(Referring expression pointing data)
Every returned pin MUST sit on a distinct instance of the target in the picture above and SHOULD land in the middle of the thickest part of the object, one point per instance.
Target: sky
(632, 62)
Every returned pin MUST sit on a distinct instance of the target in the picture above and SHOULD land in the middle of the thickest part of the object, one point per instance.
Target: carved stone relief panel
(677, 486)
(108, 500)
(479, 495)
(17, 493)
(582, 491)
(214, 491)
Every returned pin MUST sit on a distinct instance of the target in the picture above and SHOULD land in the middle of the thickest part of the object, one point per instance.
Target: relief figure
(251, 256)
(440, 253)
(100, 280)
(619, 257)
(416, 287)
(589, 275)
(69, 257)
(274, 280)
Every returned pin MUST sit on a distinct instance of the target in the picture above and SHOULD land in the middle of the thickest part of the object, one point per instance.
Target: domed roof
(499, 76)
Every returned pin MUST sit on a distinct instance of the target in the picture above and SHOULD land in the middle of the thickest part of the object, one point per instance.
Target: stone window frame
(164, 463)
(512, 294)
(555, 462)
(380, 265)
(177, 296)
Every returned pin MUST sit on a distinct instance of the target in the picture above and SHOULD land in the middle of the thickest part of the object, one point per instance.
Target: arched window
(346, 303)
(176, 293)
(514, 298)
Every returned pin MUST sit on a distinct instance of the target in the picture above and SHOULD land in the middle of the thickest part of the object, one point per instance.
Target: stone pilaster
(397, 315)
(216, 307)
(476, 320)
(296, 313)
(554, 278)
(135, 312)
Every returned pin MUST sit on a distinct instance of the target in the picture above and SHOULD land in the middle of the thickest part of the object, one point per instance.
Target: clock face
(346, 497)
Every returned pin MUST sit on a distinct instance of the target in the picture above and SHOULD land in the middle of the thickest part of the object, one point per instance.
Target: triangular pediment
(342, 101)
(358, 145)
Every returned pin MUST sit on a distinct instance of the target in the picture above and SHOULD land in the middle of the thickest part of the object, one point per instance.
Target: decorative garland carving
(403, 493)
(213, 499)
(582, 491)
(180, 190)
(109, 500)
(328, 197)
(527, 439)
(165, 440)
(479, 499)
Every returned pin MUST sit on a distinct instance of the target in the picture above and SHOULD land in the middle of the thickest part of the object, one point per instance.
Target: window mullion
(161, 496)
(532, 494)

Required action> Copy the data above. Keep each line exact.

Problem solution>
Every returned pin MUST sit on a distinct instance of the target in the picture above and SHOULD land in the middle of the thickest part of the object, one point per instance.
Target: sky
(632, 62)
Every returned pin MUST sit on a distinct instance of the target in the picture above and SHOULD land in the middle of the thickest part of the object, one point per instance.
Target: carved stone relief panel
(677, 486)
(108, 500)
(479, 495)
(17, 493)
(582, 491)
(214, 491)
Every returned pin MUST sit on a distinct instance of the target in the picture above and SHOULD land in the middle of the thickest part of the object, one point per instance.
Target: relief figure
(251, 256)
(440, 253)
(100, 280)
(619, 257)
(416, 287)
(589, 275)
(69, 257)
(274, 280)
Every returned pin MUST sit on a distinct instance of the target in the picture above and SHOULD land in the middle of the thickest part of the object, one point per instance.
Target: domed roof
(499, 76)
Every returned pin MUST sit on a distinct instance of the target in the picture above and SHOULD land in the middle of the thickest part of the object, one point per instance.
Target: stone window frame
(164, 463)
(512, 294)
(555, 462)
(380, 265)
(177, 296)
Every returned pin MUST sit on a distinct instance of the target in the picture above and SHOULD land in the middle of the thickest part of the object, one point per instance.
Target: arched window
(346, 303)
(176, 293)
(514, 298)
Every returned pin MUST sit on a distinct instance of the target in the picture above and SHOULD land in the middle of the thickest part of the object, one point per instance.
Target: stone pilaster
(397, 315)
(216, 307)
(476, 320)
(296, 313)
(554, 278)
(135, 312)
Every returned pin MUST sit on a distinct instance of the target in the picture above and SHOULD land in the middle of the thickest part of the object, one point per instance.
Target: clock face
(346, 497)
Every returned pin MUST sit on a distinct instance of the target in the picture above and SHOULD land in the middle of the thickest part of the object, one point per instance.
Target: triangular pediment
(342, 101)
(358, 145)
Every returned pin MUST sit on a distinct instance of the target in the picture above and SHOULD land in the middle of the thickest part of the object, one point per instance.
Target: decorative garland carving
(403, 493)
(213, 499)
(582, 491)
(180, 190)
(109, 500)
(328, 197)
(527, 439)
(165, 440)
(479, 499)
Every returned pin MUST sit on a distinct instance of the target in the picture above and SHOULD land in the middle of the thickest part of the object, one point per instance.
Target: window mullion
(161, 496)
(532, 494)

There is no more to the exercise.